## What you should do
Resume the news article below on Trump's first-day orders, writing on after its last sentence about the Paris climate deal.

## Page excerpt
----------

Trump pulls the plug on WHO, climate accord on first day

Published January 22, 2025
President Donald Trump holds an executive order he signed during the inaugural parade inside Capital One Arena. — Jim Watson/AFP
President Donald Trump holds an executive order he signed during the inaugural parade inside Capital One Arena. — Jim Watson/AFP

• New president signs raft of orders, withdrawing birthright citizenship, ending sanctions against West Bank settlers
• Pardons around 1,500 imprisoned for Capitol Hill attack four years ago; backs out of OECD tax regime

WASHINGTON: On the first day of his new term, President Donald Trump signed orders ranging from climate to immigration, along with sweeping pardons for nearly all of those charged with storming the capital on January 6, 2021.

In the Oval Office, Trump signed an order revoking birthright citizenship. But automatic US citizenship to people born in the country is enshrined in the Constitution, and Trump’s action is certain to face a legal challenge.

He also revoked sanctions against violent Israeli settlers in the occupied West Bank, accused of abuses against Palestinians, undoing an unprecedented action taken by the Biden administration.

Some of his orders delivered on promises he made during the 2024 campaign — such as a withdrawal from the Paris climate deal. But others, like the withdrawal from the World Health Organisation (WHO), had not been expected.

Trump accused the global health agency of mishandling the Covid-19 pandemic and other international health crises, saying it failed to act independently from the “inappropriate political influence of WHO member states” and required “unfairly onerous payments” from the US that were disproportionate to the sums provided by other, larger countries, such as China.

The move sets a 12-month notice period for the US to leave the United Nations health agency and stop all financial contributions to its work. The US is by far the WHO’s biggest financial backer, contributing around 18pc of its overall funding. WHO’s most recent two-year budget, for 2024-2025, was $6.8 billion.

The US departure is likely to put at risk programmes across the organisation, accor­ding to several experts both inside and outside the WHO, notably those tackling tuberculosis, as well as HIV/AIDS and other health emergencies.

Another order requires federal workers to return to the office full-time, with Trump seeking to undo most of the work-from-home allowances that flourished during the Covid-19 pandemic.

President Trump also, once again, withdrew the US from the Paris climate deal, removing the world’s biggest historic emitter from global efforts to fight climate change for the second time in a decade.

----------

## Dataset records
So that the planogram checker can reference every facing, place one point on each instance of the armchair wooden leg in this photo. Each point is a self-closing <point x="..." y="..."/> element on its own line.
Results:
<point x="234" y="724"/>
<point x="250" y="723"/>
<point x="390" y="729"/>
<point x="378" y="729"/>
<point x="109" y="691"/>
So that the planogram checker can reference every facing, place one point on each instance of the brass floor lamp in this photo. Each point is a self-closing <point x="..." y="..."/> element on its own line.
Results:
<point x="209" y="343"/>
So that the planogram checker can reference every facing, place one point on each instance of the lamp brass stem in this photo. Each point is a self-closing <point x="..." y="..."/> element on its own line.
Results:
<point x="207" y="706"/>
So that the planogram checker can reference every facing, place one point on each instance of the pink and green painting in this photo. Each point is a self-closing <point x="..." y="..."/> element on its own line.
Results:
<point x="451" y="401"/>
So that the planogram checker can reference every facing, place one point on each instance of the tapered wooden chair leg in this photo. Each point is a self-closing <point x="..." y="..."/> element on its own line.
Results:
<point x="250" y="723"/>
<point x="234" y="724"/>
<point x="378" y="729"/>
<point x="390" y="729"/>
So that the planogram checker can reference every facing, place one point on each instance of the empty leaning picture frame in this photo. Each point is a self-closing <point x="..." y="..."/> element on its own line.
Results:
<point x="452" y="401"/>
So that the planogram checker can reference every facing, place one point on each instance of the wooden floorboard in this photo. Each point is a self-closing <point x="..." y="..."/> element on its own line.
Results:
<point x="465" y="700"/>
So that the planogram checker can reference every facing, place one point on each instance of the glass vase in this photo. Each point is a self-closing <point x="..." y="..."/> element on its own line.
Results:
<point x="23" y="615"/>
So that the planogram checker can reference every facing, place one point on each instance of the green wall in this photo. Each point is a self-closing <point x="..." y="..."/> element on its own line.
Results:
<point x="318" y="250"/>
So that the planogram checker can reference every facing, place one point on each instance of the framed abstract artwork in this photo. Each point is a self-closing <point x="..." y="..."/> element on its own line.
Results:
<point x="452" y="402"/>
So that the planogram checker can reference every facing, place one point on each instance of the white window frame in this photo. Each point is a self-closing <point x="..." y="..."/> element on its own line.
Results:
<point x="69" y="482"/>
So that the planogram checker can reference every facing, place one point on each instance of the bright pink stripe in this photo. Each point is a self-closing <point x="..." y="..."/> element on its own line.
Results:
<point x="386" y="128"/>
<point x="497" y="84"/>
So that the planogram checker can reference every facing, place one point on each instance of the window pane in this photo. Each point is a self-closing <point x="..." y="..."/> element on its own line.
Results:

----------

## Response area
The move reflects Trump’s skepticism about global warming, which he has called a hoax, and fits in with his broader agenda to unfetter US oil and gas drillers from regulation so they can maximise output.

Trump signed the executive order withdrawing from the pact in front of supporters gathered at the Capital One Arena in Washington, saying “I’m immediately withdrawing from the unfair, one-sided Paris climate accord rip-off,” before signing the order.

As he rattled off executive orders, his first round of presidential pardons saw his supporters, who attacked the US Capitol four years ago, begin to leave prison on Tuesday.

The Republican president’s pardon of 1,500 defendants on Monday evening, hours after he took the oath of office, drew outrage from lawmakers who were endangered and from some of the 140 police officers injured in the attack on Jan. 6, 2021.

One of Trump’s fellow Republicans, Senator Thom Tillis, said pardoning rioters who assaulted police sent a wrong message.

Also on Tuesday, Trump’s decision to withdraw from a global minimum tax agreement on his first day in office has unnerved EU officials, who expressed “regret” over the move. He pulled out of the Organization for Economic Co-operation and Development’s (OECD) global tax deal, signed by close to 140 countries, which levied a 15 percent minimum tax on corporate profits.

The executive order also requires officials to “investigate” whether countries had or planned to implement rules “that are extraterritorial or disproportionately affect American companies,” and to draw up recommendations for retaliatory measures within 60 days.

The prospect of retaliatory measures threatens to embroil the United States in a messy fight over taxes with its closest allies at the same time the administration is also weighing imposing additional sanctions.